- SHORT TASK
Print, without any change, the lines below from the one containing "Locate the worker pushing" through the end of the items, including both that first line and the final line.
--- BEGIN RECORDS FOR THIS EXERCISE ---
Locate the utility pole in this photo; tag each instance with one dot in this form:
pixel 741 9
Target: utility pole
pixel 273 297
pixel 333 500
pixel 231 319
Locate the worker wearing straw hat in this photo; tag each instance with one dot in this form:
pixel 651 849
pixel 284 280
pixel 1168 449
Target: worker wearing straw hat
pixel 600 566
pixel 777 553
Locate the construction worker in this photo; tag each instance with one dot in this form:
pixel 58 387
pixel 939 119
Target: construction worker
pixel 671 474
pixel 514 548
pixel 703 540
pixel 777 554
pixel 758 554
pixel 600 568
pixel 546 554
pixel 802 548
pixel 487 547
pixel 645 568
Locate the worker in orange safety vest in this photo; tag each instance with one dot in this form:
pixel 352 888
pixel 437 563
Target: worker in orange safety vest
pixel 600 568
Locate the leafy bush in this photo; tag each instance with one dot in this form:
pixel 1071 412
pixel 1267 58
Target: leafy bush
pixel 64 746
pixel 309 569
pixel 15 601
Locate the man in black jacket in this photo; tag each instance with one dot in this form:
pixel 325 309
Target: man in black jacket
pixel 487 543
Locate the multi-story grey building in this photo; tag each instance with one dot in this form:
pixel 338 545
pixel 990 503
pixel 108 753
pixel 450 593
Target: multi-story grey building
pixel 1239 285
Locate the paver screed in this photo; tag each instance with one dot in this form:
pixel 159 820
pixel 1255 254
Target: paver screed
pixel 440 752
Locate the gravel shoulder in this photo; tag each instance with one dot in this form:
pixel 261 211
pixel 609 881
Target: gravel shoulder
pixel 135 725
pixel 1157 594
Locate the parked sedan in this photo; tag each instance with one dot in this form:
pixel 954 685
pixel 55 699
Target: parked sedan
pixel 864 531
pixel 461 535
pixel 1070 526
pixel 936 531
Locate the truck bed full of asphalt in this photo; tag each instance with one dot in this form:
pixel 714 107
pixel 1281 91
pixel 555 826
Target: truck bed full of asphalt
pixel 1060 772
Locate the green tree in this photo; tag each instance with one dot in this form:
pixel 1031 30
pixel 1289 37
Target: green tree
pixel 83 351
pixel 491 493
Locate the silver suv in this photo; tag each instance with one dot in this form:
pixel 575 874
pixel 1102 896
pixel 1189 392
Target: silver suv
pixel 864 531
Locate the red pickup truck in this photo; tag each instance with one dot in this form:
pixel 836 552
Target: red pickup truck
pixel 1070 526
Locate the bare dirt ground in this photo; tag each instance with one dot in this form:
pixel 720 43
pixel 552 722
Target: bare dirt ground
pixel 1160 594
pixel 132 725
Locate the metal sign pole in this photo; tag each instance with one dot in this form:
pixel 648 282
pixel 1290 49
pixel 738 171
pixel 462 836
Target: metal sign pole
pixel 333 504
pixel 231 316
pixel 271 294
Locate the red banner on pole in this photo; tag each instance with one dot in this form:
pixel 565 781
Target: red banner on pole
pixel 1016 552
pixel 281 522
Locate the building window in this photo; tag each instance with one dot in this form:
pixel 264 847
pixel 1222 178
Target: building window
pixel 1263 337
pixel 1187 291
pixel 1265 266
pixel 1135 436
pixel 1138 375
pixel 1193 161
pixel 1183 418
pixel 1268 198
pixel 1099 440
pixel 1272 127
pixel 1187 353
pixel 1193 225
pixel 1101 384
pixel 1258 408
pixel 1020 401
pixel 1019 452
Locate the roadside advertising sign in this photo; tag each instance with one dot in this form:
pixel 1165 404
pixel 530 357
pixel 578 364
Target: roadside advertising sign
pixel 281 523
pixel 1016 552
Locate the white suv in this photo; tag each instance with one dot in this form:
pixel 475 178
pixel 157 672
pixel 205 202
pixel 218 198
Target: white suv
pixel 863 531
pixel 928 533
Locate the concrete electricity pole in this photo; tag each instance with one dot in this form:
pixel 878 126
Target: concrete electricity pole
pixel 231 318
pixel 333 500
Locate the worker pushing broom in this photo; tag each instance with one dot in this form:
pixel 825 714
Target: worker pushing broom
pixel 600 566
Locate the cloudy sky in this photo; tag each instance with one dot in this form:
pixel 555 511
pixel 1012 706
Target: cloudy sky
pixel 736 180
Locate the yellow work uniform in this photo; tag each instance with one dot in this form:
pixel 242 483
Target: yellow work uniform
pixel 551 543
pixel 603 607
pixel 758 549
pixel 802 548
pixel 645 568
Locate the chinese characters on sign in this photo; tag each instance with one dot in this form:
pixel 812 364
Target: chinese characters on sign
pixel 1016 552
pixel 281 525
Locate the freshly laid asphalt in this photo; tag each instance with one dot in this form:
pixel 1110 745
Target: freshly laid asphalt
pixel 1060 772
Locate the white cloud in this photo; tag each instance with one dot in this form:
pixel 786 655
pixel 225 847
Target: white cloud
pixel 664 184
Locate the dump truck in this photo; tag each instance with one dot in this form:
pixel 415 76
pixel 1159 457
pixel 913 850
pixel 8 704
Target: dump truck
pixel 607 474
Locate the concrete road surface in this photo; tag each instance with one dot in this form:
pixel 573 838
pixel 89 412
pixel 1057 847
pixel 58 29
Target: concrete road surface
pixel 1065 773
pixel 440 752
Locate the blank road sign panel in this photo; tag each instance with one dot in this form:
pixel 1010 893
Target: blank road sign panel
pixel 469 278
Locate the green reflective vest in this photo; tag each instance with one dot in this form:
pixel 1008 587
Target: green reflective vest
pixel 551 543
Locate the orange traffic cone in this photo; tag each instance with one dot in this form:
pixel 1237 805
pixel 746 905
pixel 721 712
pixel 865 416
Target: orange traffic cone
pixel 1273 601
--- END RECORDS FOR THIS EXERCISE ---
- THE RESULT
Locate the worker pushing broom in this photo; tag each instance with one dot in this form:
pixel 825 714
Target: worker pushing broom
pixel 600 566
Locate the cloudy sky in this photo; tag each instance with one dot in this form:
pixel 555 511
pixel 1012 706
Target: cloudy sky
pixel 736 180
Locate the yellow work uniform in this photo; tag each instance with one dot in this form:
pixel 242 483
Target: yellow work uniform
pixel 551 543
pixel 603 607
pixel 758 549
pixel 802 548
pixel 645 568
Locate the chinese characters on sign in this photo; tag each instance with one dot in this form:
pixel 812 364
Target: chinese characters on sign
pixel 1016 552
pixel 281 525
Locate the freshly laid asphalt in this photo; tag each instance with one dot in this form:
pixel 1110 745
Target: freshly laid asphalt
pixel 1060 772
Locate the white cloud in this photo; tag each instance with one dot in this form:
pixel 786 655
pixel 225 847
Target: white cloud
pixel 664 184
Locate the dump truck in this photo; tag each instance with one dot in this form:
pixel 415 76
pixel 1159 457
pixel 913 850
pixel 8 704
Target: dump truck
pixel 607 474
Locate the concrete road surface in this photo; tag each instance with one dot in this form:
pixel 573 838
pixel 89 412
pixel 1057 847
pixel 58 29
Target: concrete road surface
pixel 1065 773
pixel 440 752
Locate the blank road sign panel in this photo; tag each instance with one dot in this form:
pixel 1010 893
Target: blank road sign panel
pixel 469 278
Locate the green reflective vest in this photo; tag each instance with one dot in this form:
pixel 1008 587
Target: green reflective vest
pixel 551 543
Locate the orange traffic cone in this photo; tag each instance with one dot in this form:
pixel 1237 805
pixel 746 905
pixel 721 712
pixel 865 416
Target: orange traffic cone
pixel 1273 601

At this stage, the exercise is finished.